• OPGAVEN:
1) Schrijf het stuk uit de tekst over groente en fruit letterlijk over, te beginnen bij "Het eerste paneel: Vrucht" en eindigend met "meloen met parmaham?".
2) Zet de tekst over groente en fruit voort, aansluitend op de laatste zin.

• BRONTEKST:
────────────────────
Het eerste paneel: Vrucht of groente? Het is niet eenvoudig om de term ‘groente’ te definiëren. Volgens de algemene woordenboeken zijn groente het eetbare gedeelte van een gewas uit de moestuin. Een groente kan verschillende vormen aannemen. Groenten zijn het tegenovergestelde van fruit, maar het is soms moeilijk om ze te onderscheiden. Groenten stammen af van grasachtige planten en vruchten van houtgewassen. Maar moeten we aardbeien, meloenen, pompoenen en tomaten dan allemaal als uitzonderingen zien? Op cultureel en vooral culinair gebied is er echter wel een duidelijkere definitie. Groenten worden vaak geassocieerd met hartige gerechten, zoals voor- en hoofdgerechten. Voor het nagerecht wordt vaak fruit gebruikt. Maar wat valt er dan te zeggen van gerechten als meloen met parmaham?
────────────────────
Gegevens uit een gegevensbron
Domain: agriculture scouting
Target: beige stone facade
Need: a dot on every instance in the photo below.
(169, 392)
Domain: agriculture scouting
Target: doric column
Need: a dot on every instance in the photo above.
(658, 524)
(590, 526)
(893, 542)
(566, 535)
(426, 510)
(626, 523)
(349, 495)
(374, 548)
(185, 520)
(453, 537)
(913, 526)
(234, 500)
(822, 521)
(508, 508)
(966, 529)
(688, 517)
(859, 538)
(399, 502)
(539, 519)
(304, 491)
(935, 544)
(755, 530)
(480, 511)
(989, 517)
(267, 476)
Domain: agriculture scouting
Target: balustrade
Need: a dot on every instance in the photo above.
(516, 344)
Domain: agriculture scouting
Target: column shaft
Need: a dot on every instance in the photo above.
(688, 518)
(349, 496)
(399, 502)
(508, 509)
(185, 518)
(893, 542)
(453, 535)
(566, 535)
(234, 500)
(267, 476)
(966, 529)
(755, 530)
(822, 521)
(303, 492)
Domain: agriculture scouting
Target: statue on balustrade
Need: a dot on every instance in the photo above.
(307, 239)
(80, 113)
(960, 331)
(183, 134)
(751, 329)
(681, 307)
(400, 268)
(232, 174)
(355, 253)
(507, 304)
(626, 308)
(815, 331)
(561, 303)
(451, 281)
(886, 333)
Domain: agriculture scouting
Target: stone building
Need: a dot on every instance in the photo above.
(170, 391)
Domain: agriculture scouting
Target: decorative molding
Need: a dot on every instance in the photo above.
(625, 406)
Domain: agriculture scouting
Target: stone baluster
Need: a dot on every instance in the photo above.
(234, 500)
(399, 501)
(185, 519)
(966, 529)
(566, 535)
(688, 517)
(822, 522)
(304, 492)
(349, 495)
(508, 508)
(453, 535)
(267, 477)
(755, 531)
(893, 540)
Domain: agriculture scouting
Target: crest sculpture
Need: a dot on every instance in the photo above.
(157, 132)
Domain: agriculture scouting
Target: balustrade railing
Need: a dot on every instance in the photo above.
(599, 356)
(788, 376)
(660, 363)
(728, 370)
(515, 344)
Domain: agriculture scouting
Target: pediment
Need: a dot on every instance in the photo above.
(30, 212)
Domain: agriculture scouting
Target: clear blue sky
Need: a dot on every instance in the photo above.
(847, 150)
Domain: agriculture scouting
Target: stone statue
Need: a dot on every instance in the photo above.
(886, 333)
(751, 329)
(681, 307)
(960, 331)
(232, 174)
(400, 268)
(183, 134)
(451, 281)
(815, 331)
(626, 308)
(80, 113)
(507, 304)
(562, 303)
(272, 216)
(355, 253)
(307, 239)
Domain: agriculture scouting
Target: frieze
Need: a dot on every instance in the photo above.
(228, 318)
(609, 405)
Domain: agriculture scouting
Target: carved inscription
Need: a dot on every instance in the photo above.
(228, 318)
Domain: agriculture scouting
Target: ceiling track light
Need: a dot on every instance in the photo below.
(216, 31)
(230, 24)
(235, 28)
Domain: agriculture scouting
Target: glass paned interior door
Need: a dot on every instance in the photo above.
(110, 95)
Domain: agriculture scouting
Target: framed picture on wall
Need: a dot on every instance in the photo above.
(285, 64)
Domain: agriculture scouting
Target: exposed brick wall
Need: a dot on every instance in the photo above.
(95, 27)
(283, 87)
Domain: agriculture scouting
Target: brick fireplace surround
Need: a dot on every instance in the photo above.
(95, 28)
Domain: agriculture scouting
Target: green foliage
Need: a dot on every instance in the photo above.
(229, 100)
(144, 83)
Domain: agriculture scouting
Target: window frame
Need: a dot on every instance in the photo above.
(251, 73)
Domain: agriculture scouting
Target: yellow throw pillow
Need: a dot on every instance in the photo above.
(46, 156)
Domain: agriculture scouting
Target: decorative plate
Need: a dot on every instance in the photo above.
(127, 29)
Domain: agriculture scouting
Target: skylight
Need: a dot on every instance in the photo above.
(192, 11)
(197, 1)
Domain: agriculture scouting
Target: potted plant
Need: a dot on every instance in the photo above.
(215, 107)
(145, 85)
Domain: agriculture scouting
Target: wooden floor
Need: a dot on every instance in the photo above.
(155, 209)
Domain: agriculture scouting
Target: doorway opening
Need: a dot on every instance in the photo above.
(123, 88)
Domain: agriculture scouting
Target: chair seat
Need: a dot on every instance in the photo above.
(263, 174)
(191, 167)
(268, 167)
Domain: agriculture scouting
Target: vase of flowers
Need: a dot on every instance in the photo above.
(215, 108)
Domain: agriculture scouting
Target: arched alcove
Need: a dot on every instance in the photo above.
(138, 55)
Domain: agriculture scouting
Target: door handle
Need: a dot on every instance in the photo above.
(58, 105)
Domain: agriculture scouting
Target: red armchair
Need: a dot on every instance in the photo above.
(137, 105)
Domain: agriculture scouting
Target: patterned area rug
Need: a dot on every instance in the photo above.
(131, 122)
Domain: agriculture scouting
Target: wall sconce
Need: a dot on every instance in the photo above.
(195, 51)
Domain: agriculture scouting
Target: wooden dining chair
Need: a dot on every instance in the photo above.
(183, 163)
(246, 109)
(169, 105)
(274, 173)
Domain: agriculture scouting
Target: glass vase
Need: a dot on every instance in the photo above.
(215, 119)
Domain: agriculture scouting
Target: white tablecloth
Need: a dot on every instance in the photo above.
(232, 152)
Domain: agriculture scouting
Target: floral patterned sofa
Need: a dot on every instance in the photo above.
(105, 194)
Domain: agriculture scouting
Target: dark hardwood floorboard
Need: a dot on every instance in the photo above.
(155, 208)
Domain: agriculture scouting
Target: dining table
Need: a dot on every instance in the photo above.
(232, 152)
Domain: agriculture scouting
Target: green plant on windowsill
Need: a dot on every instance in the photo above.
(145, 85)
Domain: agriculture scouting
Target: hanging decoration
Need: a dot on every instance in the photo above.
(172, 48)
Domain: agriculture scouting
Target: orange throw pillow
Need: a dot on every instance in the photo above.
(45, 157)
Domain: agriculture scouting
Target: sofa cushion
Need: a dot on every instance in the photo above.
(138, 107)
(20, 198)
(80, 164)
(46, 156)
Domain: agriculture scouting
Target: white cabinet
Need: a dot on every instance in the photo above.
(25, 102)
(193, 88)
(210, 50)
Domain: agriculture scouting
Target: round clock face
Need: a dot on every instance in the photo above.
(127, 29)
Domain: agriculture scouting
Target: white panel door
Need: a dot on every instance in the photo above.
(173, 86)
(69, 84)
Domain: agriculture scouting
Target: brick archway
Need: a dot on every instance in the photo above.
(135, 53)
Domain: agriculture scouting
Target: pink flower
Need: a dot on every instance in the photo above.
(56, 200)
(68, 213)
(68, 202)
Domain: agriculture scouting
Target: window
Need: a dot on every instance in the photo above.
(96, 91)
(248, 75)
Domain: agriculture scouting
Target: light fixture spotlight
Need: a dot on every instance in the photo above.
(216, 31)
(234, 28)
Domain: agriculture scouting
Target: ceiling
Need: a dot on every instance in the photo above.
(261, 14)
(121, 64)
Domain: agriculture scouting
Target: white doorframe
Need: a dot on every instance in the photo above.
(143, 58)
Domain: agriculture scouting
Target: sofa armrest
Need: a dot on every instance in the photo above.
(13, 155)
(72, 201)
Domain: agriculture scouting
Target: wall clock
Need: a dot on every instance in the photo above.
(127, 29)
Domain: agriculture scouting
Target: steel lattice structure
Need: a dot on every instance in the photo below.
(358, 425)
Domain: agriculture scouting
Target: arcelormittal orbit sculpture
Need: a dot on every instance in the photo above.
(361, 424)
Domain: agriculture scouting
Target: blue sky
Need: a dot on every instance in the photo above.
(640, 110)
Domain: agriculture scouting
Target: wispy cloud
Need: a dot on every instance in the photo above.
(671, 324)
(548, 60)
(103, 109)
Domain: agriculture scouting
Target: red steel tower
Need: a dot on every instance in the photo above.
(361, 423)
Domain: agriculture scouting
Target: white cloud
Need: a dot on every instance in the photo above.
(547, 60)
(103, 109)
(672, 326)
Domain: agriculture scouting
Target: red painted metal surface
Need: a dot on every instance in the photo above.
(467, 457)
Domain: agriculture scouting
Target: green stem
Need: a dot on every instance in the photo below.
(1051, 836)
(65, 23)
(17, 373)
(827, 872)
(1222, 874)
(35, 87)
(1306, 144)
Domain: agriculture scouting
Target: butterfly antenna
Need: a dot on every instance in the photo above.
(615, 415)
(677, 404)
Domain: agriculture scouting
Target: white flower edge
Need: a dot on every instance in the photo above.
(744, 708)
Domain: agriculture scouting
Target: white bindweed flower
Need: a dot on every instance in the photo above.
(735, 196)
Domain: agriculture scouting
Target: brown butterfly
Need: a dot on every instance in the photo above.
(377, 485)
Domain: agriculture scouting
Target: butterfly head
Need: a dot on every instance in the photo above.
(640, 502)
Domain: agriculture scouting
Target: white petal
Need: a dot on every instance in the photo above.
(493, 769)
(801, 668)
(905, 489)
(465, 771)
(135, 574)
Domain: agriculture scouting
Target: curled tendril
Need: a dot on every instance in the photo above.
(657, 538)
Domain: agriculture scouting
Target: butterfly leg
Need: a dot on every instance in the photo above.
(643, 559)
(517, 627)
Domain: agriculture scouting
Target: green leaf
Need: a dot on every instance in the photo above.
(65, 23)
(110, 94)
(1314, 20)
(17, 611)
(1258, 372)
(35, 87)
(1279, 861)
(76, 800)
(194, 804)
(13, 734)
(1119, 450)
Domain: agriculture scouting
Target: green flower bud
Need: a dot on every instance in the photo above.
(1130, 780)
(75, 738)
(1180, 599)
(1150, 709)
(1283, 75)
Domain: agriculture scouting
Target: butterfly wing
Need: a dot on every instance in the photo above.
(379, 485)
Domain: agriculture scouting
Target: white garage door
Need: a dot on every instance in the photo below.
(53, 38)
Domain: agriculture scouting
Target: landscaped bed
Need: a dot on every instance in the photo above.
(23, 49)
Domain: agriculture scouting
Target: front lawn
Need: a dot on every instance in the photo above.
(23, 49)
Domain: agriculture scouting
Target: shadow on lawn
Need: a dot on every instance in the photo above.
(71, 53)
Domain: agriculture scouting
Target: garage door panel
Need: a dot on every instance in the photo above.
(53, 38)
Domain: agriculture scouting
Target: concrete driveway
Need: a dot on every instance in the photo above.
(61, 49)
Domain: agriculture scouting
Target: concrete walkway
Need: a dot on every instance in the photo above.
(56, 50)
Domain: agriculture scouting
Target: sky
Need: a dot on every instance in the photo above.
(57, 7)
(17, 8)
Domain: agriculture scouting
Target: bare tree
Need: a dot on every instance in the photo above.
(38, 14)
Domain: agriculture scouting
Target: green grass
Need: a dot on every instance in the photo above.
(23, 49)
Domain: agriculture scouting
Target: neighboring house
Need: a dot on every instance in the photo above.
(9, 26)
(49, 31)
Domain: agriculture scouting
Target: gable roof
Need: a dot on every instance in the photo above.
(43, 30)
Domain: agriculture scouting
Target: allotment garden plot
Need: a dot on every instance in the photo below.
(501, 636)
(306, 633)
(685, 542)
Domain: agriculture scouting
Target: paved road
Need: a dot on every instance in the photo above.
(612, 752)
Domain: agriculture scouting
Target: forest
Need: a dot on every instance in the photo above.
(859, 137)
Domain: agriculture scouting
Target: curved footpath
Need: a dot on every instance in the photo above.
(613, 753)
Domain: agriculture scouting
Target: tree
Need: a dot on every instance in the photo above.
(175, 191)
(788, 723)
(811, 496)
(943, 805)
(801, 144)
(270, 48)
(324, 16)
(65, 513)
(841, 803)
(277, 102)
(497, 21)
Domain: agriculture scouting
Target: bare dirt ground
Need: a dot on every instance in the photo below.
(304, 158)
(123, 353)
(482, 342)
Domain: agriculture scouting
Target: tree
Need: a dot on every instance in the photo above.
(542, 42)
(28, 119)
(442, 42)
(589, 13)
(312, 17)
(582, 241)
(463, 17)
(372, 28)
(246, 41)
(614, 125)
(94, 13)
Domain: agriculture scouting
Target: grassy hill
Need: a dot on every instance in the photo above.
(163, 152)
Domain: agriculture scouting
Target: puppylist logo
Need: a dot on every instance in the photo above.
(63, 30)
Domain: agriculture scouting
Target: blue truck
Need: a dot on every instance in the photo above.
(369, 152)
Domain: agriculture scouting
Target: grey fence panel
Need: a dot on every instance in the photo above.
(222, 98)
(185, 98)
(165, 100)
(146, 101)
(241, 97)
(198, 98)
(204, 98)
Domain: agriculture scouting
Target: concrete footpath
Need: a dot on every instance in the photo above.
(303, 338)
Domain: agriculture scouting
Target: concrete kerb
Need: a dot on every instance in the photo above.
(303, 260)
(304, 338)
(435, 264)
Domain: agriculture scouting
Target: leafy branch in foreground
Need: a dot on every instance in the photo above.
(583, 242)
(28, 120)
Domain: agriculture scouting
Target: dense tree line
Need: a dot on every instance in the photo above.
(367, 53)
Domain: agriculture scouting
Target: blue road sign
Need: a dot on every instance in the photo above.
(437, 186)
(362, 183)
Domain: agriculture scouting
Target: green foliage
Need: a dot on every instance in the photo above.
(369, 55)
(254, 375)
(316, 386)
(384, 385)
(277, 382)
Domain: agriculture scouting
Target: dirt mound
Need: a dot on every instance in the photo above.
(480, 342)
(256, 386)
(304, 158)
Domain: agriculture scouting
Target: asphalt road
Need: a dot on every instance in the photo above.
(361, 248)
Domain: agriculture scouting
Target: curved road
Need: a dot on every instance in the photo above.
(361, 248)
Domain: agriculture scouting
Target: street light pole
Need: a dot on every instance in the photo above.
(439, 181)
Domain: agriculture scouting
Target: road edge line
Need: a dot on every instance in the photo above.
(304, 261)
────────────────────
• ANTWOORDEN:
1)
Het eerste paneel: Vrucht of groente? Het is niet eenvoudig om de term ‘groente’ te definiëren. Volgens de algemene woordenboeken zijn groente het eetbare gedeelte van een gewas uit de moestuin. Een groente kan verschillende vormen aannemen. Groenten zijn het tegenovergestelde van fruit, maar het is soms moeilijk om ze te onderscheiden. Groenten stammen af van grasachtige planten en vruchten van houtgewassen. Maar moeten we aardbeien, meloenen, pompoenen en tomaten dan allemaal als uitzonderingen zien? Op cultureel en vooral culinair gebied is er echter wel een duidelijkere definitie. Groenten worden vaak geassocieerd met hartige gerechten, zoals voor- en hoofdgerechten. Voor het nagerecht wordt vaak fruit gebruikt. Maar wat valt er dan te zeggen van gerechten als meloen met parmaham?

2)
16
Het tweede paneel: Vergeten groenten Wat wordt er eigenlijk bedoeld met vergeten groenten? Deze term kan verwijzen naar zeldzame groenten, die bijna niet meer voorkomen. Of naar groenten waarvan er meerdere variëteiten bestaan, maar waarvan slechts een deel veel geconsumeerd wordt. Ook zijn er groenten die vanwege povere landbouwkundige resultaten niet meer verbouwd worden. En ten slotte zijn er groenten die nog niet populair zijn in onze keukens. Vergeten groenten zijn afhankelijk van cultuur. Het succes van bepaalde groenten is afhankelijk van tijd en ruimte. Een deel van de groenten die in 1970 populair waren, zoals zeekool, wordt nu niet meer gegeten. Ondanks een uiteenlopend groentenaanbod is ons assortiment vandaag de dag toch vrij beperkt. Het derde paneel: Vergeten… en terug van weggeweest Hoe kunnen we de neergang en het verdwijnen van groenten verklaren? Er zijn verschillende redenen waarom groenten verdwijnen: Ze brengen onvoldoende op. Tuinbouwproducenten opteren voor een productie van groenten op grote schaal en met een lange houdbaarheid. Ook de mate van kwetsbaarheid van groenten is van invloed op de productie. De eisen van de consumenten zoals het uiterlijk en de vorm of de tijd en energie die het kost om de groenten te bereiden. Modeverschijnselen voor groenten uit nieuwe en inheemse gebieden. Culturele feiten, zoals groenten die uit schaarste tijdens oorlogen werden gegeten. Sedert een aantal jaren is er een terugkeer van de vergeten groenten. Men wil het culinair erfgoed in stand houden en de opkomst van fooding maken dit mogelijk. Het vierde paneel: Een kijk op… Kijk ook eens naar de maskers geïnspireerd op kunst of naar de prei vermomming. Ook is er in deze zaal een oorlogskookboekje te vinden waar je kunt zien hoe men omging met rantsoenering ten tijde van schaarste.
5.2.
De oorsprong: van wilde plant tot exotische groenten
In deze zaal staat de herkomst en evolutie van de groente centraal.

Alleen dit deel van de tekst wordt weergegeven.